> PROMPT 1:
Set down the passage of the Weil reciprocity excerpt from "On weil reciprocity" to "a perfect field." verbatim.

> TEXT EXCERPT:
[start]

On weil reciprocity in motivic cohomology

Abstract

Using Voevodsky’s derived category of motives, we prove a reciprocity law in motivic cohomology of a smooth projective morphism of dimension 1 over a smooth scheme over a perfect field.

Appendix

It is easy to construct examples of schemes S, C as in Theorem 2 for which there does not exist a diagram

(15)

with f finite, where \(p_1\) is the projection to the first factor. Let \(k=\mathbb {C}\). Let \(\gamma \) be a line bundle over S. Consider \(P(\gamma \oplus 1)\), the associated projective bundle of \(\gamma \oplus 1\) over S. Let \(H_*(?),\; H^*(?)\) denote singular homology and cohomology with coefficients in \(\mathbb {Q}\). We have

$$\begin{aligned} H^*(P(\gamma \oplus 1))=H^*(S)[u]/(u(u+c_1(\gamma ))) \end{aligned}$$

where \(c_1(\gamma )\in H^2(S)\) is the first Chern class of \(\gamma \). Let

$$\begin{aligned} H^*(\mathbb {P}_{\mathbb {C}}^n)=\mathbb {Q}[x]/(x^{n+1}). \end{aligned}$$

Now, let \(S=\mathbb {P}^2\). Denote by \(\gamma \) a line bundle over S with \(c_1(\gamma )=x\). By definition,

$$\begin{aligned} H^*(P(\gamma \oplus 1))=H^*(S)[u]/(u(u+c_1(\gamma )))=\mathbb {Q}[x,u]/(x^3,u(u+x)). \end{aligned}$$

Now, assume we have a finite morphism

$$\begin{aligned} f:P(\gamma \oplus 1)\rightarrow \mathbb {P}^1\times \mathbb {P}^2 \end{aligned}$$

over \(\mathbb {P}^2\). Let \(\beta \) be a generator of the second homology of \(\mathbb {P}_1\times \{ x\}\) where x is a closed point with coefficients in \(\mathbb {Q}\). Let \(\alpha \) be a generator of the second singular homology of the fiber Z of \(P(\gamma \oplus 1)\) over x. Then f restricts to a finite morphism \(Z\rightarrow \mathbb {P}^1\times \{ x\}\), and hence \(f_*\alpha =n \beta \), \(n\ne 0\).

[end]

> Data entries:
[start]

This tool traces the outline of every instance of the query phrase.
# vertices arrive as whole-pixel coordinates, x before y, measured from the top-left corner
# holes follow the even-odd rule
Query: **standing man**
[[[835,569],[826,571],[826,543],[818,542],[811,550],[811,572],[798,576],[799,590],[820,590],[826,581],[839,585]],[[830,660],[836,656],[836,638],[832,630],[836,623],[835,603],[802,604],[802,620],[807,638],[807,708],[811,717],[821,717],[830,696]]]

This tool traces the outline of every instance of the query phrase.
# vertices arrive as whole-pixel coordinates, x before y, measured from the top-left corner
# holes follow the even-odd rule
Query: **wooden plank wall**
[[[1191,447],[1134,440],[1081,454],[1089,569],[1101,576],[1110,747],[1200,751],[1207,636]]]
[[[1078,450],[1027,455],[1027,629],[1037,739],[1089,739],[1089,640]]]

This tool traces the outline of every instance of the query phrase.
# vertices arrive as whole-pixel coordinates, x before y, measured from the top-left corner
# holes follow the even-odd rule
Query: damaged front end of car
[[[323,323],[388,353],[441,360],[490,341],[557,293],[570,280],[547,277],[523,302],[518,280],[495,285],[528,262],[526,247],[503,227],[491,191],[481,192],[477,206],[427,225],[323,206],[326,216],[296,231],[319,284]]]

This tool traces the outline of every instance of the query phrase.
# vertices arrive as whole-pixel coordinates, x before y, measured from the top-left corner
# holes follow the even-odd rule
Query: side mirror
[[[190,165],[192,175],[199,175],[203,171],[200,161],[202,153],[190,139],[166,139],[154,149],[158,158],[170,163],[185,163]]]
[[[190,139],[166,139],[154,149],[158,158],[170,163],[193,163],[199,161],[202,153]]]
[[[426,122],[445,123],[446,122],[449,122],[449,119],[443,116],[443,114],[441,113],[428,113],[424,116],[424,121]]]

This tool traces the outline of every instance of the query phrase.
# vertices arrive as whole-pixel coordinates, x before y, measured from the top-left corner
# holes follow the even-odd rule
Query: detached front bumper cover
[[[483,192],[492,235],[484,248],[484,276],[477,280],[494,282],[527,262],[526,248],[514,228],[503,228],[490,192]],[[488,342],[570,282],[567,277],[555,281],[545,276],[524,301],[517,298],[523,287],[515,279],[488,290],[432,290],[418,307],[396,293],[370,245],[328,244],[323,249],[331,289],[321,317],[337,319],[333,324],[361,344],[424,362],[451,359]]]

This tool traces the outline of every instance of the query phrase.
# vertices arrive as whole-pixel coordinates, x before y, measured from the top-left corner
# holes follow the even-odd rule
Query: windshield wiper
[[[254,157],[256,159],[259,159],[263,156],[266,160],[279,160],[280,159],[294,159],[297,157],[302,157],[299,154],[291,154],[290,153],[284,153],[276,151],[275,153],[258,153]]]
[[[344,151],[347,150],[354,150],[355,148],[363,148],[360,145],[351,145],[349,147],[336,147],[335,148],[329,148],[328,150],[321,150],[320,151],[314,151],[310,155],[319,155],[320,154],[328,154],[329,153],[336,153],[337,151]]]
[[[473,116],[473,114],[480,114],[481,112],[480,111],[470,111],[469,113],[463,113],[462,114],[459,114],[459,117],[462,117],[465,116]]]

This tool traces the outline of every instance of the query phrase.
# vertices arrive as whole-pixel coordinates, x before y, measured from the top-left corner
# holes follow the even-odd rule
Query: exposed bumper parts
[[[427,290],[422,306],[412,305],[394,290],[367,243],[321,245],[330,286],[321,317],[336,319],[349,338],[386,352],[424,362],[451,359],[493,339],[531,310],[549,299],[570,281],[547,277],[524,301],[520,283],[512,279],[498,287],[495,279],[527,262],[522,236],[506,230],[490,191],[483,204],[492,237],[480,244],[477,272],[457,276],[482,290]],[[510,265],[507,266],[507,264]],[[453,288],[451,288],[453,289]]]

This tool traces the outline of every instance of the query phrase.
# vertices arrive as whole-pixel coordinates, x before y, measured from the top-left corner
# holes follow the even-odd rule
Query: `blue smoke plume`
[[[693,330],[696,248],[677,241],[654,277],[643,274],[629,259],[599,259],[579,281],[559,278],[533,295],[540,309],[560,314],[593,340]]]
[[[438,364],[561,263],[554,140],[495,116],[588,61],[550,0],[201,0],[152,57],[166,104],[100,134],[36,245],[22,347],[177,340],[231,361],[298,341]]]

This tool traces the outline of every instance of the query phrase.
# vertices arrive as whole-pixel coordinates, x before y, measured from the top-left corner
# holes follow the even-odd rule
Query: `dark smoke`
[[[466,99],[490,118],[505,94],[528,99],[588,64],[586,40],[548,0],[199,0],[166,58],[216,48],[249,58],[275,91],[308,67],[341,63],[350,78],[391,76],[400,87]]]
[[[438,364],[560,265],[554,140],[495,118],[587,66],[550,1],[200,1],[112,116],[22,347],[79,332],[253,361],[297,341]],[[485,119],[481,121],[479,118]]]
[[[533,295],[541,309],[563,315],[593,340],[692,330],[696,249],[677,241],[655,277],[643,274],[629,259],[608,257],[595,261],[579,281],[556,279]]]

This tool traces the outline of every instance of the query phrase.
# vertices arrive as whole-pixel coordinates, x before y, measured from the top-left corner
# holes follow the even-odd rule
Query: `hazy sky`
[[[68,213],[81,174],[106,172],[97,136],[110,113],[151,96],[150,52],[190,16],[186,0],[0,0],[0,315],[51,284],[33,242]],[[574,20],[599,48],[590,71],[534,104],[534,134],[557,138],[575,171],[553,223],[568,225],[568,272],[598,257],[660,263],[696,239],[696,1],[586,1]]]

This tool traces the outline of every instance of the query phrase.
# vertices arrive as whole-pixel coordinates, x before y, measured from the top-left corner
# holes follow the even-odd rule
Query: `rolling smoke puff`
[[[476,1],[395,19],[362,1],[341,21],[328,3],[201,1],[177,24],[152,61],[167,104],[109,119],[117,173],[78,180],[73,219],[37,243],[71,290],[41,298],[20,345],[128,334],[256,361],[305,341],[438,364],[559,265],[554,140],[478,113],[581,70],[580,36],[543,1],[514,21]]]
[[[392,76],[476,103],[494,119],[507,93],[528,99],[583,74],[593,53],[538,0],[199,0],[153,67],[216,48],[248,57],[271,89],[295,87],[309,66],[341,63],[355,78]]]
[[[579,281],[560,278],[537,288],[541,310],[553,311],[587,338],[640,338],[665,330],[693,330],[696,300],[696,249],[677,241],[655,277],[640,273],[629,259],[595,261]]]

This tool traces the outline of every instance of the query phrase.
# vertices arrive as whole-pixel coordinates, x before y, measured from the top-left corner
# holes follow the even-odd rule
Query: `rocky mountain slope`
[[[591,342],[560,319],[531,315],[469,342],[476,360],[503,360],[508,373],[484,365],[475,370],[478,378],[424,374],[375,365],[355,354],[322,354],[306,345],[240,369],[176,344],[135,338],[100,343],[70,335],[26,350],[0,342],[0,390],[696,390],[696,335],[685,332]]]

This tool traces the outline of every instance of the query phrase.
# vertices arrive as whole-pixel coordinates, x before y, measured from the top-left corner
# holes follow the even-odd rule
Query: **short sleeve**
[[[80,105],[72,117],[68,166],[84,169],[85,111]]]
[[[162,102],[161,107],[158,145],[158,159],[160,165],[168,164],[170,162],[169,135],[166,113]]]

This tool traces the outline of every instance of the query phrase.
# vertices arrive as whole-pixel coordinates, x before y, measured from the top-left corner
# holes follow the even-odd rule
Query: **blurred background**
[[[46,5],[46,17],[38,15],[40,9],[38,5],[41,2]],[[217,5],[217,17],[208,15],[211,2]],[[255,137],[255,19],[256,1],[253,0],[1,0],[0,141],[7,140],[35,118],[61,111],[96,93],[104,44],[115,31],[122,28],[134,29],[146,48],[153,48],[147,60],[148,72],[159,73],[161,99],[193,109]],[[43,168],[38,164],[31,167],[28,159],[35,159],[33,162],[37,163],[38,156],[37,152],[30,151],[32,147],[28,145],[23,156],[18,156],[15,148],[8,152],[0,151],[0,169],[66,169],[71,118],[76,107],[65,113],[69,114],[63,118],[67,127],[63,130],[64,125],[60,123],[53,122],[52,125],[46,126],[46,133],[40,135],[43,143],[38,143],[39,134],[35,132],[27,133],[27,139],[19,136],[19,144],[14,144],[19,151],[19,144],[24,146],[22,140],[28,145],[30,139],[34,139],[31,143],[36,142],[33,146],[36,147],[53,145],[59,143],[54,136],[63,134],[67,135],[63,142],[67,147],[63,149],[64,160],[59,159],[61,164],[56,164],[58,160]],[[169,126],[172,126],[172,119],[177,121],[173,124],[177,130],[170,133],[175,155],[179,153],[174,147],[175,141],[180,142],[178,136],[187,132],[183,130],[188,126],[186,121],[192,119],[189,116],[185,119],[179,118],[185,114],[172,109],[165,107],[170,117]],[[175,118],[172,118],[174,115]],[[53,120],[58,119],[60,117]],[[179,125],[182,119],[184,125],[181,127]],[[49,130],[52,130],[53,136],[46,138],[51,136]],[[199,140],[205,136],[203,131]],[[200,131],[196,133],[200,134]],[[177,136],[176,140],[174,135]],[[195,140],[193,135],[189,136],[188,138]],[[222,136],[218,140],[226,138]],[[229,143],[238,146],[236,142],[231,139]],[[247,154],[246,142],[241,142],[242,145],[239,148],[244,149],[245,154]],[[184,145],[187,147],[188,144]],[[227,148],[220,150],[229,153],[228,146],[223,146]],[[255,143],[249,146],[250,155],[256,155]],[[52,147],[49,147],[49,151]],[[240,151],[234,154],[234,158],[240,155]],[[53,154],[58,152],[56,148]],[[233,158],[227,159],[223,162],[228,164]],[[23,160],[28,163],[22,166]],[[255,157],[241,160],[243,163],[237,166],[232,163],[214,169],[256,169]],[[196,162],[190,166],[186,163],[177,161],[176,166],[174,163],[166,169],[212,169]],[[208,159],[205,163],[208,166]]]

[end]

> PROMPT 2:
Extract, verbatim, the lines of the data entries from the first line through the line with "Query: **standing man**", including both.

> CORRECT OUTPUT 1:
On weil reciprocity in motivic cohomology

Abstract

Using Voevodsky’s derived category of motives, we prove a reciprocity law in motivic cohomology of a smooth projective morphism of dimension 1 over a smooth scheme over a perfect field.

> CORRECT OUTPUT 2:
This tool traces the outline of every instance of the query phrase.
# vertices arrive as whole-pixel coordinates, x before y, measured from the top-left corner
# holes follow the even-odd rule
Query: **standing man**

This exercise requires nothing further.